Al-Taraji
- Full name: Al-Taraji Club
- Nickname: Al-Bahara (The Sailors)
- Founded: 1980; 46 years ago
- Ground: Prince Nayef Sports City Stadium Qatif, Saudi Arabia
- Capacity: 12,000
- Owner: Ministry of Sport
- Chairman: Ali Al-Eid
- Manager: Anis Rebai
- League: Saudi Second Division League
- 2024–25: SDL, 11th of 16 Group A
| Home colours | Away colours |

= Al-Taraji Club =

Association football club in Saudi Arabia

Al-Taraji Club (Arabic: نادي الترجي, lit. Hope Club) is a Saudi Arabian professional football and multi-sport club based in Qatif, in the Eastern Province of Saudi Arabia. It competes in the Saudi Second Division League, the third tier of the Saudi football league system.

== History ==
Al-Taraj Club, under its current name, was established in 1980 as a result of the merger of Al-Shate and Al-Badr clubs, the only two clubs in Qatif at the time. The club adopted a logo consisting of the colors blue, red, and yellow, combining the symbols of the two clubs: blue and yellow for Al-Badr, and blue and red for Al-Shate.

The true beginnings date back to the mid-1950s, when the first Qatifi clubs were established, such as Al-Ta'awun, Port Said, Al-Noor, and Al-Nusour. These clubs went through a series of mergers, resulting in Al-Shate and Al-Badr. Therefore, Al-Taraj Club is an extension of the Qatifi clubs founded during that early period and may be considered the oldest club not only in the Qatif Governorate but also in the entire Eastern Province, deserving the title of "Pioneer of Eastern Province Clubs."

Throughout its long history, the club has produced players for national teams in various sports, including: the late Abdulrahman Abdullah Al-Qasab (Shamroukh), Abdul Rab Nabi Al-Zayer, Othman Marzouk, Nizar Abbas, and Hassan Al-Raheb in football; Abdulaziz Abu Saud (a current member of the club's board), Ahmed Al-Ghorab, and Mohammed Al-Zayer in basketball; Faisal Eid, Mohammed Eid, Shawqi Al-Jishi, Nizar Al-Awami, Sayyid Mohsen Al-Ramadan, Ali Baqi, Bassam Al-Khneizi, Moayed Baqi, Mohammed Al-Khater, and Hussein Baqi in volleyball; and Ihsan Al-Jishi, Zaki Al-Ghanem, Mohammed Al-Ghanem, Hussein Akhwan, and Aref Akhwan in handball. It should also be noted that the first Olympic medal won by Saudi Arabia was a bronze medal by Taraj Club's player, Ibrahim Jaafar, in the Taekwondo event at the 1988 Seoul Olympics.

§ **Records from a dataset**
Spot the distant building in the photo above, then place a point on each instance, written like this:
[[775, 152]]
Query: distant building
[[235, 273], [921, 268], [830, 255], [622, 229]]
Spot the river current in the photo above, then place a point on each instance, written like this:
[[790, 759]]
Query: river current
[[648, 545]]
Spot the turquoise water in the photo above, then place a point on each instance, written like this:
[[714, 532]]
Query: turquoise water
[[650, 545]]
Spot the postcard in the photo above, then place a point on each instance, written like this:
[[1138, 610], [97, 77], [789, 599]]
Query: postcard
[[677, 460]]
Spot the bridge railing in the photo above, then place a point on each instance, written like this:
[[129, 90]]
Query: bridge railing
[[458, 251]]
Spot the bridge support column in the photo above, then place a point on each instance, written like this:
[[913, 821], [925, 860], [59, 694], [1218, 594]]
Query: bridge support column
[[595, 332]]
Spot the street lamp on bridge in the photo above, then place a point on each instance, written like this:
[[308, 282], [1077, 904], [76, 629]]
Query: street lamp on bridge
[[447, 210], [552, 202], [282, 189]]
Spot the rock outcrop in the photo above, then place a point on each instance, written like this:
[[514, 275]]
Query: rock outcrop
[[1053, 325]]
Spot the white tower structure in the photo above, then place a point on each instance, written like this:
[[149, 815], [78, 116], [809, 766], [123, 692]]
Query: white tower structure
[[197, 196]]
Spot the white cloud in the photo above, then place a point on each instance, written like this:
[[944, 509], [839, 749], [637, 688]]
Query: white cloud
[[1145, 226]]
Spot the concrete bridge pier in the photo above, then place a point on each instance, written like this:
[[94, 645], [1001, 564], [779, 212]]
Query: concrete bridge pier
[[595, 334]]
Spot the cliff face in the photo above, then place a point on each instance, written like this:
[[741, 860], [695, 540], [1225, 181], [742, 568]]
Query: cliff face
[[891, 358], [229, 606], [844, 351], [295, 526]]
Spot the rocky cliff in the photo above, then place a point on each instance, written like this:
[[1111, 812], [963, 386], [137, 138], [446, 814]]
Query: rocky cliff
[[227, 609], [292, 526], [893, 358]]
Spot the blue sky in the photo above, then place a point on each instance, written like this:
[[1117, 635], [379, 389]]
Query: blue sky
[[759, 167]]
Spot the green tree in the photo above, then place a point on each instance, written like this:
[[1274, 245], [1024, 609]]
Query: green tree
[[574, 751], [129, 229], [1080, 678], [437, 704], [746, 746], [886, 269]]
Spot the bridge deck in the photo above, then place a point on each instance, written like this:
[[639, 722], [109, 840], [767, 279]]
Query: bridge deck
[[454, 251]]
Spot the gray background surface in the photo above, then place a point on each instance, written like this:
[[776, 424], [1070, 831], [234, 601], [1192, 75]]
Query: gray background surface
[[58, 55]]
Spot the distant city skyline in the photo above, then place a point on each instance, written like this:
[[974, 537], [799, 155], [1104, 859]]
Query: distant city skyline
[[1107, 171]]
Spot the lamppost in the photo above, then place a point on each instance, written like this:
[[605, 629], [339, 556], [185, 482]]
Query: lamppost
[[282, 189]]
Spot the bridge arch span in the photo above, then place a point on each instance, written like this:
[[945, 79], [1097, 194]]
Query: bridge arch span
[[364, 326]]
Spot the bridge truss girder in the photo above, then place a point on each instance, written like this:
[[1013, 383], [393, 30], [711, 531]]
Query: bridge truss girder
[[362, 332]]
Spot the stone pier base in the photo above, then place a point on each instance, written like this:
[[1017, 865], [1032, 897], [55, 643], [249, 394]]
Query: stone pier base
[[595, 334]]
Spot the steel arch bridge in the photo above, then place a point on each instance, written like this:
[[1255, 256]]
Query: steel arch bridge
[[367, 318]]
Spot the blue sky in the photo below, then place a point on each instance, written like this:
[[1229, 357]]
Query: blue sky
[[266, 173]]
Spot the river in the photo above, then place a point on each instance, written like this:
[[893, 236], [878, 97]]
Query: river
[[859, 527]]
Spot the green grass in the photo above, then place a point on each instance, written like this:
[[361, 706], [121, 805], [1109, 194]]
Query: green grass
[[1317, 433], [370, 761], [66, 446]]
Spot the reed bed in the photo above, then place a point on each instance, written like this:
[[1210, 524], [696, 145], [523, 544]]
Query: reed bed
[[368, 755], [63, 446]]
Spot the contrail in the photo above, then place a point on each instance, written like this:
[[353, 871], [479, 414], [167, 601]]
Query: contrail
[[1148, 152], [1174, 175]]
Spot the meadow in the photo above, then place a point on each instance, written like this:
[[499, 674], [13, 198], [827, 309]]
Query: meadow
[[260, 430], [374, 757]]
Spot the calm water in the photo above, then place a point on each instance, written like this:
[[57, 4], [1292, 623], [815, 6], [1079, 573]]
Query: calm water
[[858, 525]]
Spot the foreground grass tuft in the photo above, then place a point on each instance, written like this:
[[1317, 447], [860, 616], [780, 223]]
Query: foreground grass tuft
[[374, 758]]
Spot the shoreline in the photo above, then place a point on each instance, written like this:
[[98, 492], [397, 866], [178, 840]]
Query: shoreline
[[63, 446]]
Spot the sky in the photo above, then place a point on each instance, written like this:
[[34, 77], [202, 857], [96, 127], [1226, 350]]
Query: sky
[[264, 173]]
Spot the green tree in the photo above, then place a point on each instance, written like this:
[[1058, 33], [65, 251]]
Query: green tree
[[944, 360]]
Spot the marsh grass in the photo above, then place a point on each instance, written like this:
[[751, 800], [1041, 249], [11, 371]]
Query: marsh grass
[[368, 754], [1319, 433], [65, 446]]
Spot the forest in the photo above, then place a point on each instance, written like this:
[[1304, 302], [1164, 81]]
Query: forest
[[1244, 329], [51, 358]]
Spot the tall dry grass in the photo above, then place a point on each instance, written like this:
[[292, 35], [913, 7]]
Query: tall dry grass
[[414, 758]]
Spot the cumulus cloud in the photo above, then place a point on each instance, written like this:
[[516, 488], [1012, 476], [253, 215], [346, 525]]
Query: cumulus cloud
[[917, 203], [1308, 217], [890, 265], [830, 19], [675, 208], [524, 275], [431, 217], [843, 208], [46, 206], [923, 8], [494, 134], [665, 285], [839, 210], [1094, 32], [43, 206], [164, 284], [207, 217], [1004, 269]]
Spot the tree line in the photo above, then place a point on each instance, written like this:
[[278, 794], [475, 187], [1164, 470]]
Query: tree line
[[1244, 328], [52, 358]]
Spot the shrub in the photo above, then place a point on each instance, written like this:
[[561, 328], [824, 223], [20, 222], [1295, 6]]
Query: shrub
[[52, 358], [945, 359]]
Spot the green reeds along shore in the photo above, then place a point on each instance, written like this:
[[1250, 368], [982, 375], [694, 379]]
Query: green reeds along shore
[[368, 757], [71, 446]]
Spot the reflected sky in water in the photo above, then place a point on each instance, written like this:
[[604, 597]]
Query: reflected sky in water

§ **To do**
A: Output the passage from the Al-Taraji Club article word for word, starting with "Throughout its long" and going on through "1988 Seoul Olympics.".
B: According to the Al-Taraji Club article, which two clubs merged in 1980 to form the club?

§ **Task solutions**
A:
Throughout its long history, the club has produced players for national teams in various sports, including: the late Abdulrahman Abdullah Al-Qasab (Shamroukh), Abdul Rab Nabi Al-Zayer, Othman Marzouk, Nizar Abbas, and Hassan Al-Raheb in football; Abdulaziz Abu Saud (a current member of the club's board), Ahmed Al-Ghorab, and Mohammed Al-Zayer in basketball; Faisal Eid, Mohammed Eid, Shawqi Al-Jishi, Nizar Al-Awami, Sayyid Mohsen Al-Ramadan, Ali Baqi, Bassam Al-Khneizi, Moayed Baqi, Mohammed Al-Khater, and Hussein Baqi in volleyball; and Ihsan Al-Jishi, Zaki Al-Ghanem, Mohammed Al-Ghanem, Hussein Akhwan, and Aref Akhwan in handball. It should also be noted that the first Olympic medal won by Saudi Arabia was a bronze medal by Taraj Club's player, Ibrahim Jaafar, in the Taekwondo event at the 1988 Seoul Olympics.

B: Al-Shate and Al-Badr.